WRITTEN PROBLEM — Rewrite the records below with every "trace" replaced by "draw", leaving everything else unchanged.

DATA SHOWN —
* * * * * * *
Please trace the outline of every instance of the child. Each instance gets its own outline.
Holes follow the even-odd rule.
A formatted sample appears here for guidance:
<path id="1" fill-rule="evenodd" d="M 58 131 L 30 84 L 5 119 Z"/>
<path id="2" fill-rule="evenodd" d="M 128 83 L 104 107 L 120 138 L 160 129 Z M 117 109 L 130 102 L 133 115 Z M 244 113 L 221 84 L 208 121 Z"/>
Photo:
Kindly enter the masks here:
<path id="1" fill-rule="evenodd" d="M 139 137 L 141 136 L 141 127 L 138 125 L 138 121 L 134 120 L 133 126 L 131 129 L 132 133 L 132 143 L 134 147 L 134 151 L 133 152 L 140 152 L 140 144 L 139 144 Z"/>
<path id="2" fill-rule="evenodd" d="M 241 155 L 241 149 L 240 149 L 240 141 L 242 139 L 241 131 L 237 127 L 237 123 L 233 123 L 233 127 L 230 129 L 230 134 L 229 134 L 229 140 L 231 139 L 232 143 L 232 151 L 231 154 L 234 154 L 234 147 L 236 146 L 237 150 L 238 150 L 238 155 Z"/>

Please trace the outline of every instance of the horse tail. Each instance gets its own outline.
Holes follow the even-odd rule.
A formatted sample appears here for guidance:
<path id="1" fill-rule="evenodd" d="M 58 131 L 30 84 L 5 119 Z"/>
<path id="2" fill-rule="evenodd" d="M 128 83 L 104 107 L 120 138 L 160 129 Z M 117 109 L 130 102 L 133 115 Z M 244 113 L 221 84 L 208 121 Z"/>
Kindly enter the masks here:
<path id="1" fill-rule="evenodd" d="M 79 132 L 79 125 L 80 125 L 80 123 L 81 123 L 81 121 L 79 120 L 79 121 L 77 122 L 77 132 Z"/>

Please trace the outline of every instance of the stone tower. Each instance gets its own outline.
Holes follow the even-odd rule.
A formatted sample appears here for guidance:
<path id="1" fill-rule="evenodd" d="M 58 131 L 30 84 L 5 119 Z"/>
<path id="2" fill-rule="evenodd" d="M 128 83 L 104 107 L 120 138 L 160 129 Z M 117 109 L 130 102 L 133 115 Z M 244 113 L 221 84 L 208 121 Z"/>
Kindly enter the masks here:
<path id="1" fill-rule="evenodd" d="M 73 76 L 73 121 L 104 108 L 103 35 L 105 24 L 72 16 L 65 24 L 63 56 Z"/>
* * * * * * *
RESULT FOR THIS TASK —
Please draw the outline of every instance of the child. Each instance gets its own outline.
Holes follow the even-odd rule.
A formatted sample appears here for guidance:
<path id="1" fill-rule="evenodd" d="M 58 131 L 30 84 L 5 119 Z"/>
<path id="2" fill-rule="evenodd" d="M 128 83 L 104 107 L 120 138 L 160 129 Z M 117 109 L 130 102 L 133 115 Z M 244 113 L 221 84 L 208 121 Z"/>
Photo:
Kindly enter the masks here:
<path id="1" fill-rule="evenodd" d="M 139 137 L 141 136 L 141 127 L 138 125 L 138 121 L 134 120 L 133 126 L 131 129 L 132 133 L 132 143 L 134 147 L 134 151 L 133 152 L 140 152 L 140 144 L 139 144 Z"/>
<path id="2" fill-rule="evenodd" d="M 241 155 L 241 149 L 240 149 L 240 141 L 242 139 L 241 131 L 237 127 L 237 123 L 233 123 L 233 127 L 230 129 L 230 134 L 229 134 L 229 140 L 231 139 L 232 143 L 232 151 L 231 154 L 234 154 L 234 147 L 236 146 L 237 150 L 238 150 L 238 155 Z"/>

Please draw the outline of every instance of the horse tail. Each instance gets its own outline.
Holes follow the even-odd rule.
A formatted sample appears here for guidance:
<path id="1" fill-rule="evenodd" d="M 58 131 L 30 84 L 5 119 Z"/>
<path id="2" fill-rule="evenodd" d="M 128 83 L 104 107 L 120 138 L 160 129 Z M 117 109 L 130 102 L 133 115 Z M 244 113 L 221 84 L 208 121 Z"/>
Kindly enter the masks here:
<path id="1" fill-rule="evenodd" d="M 79 132 L 79 125 L 80 125 L 80 123 L 81 123 L 81 121 L 79 120 L 79 121 L 77 122 L 77 132 Z"/>

Please draw the outline of every instance of the stone tower. Each instance gets its own outline.
Holes follow the even-odd rule.
A formatted sample appears here for guidance:
<path id="1" fill-rule="evenodd" d="M 58 131 L 30 84 L 5 119 Z"/>
<path id="2" fill-rule="evenodd" d="M 128 83 L 104 107 L 120 138 L 160 129 Z M 117 109 L 130 102 L 133 115 Z M 244 113 L 221 84 L 208 121 Z"/>
Kindly enter the masks here:
<path id="1" fill-rule="evenodd" d="M 73 76 L 73 121 L 104 108 L 103 35 L 105 24 L 72 16 L 65 24 L 63 56 Z"/>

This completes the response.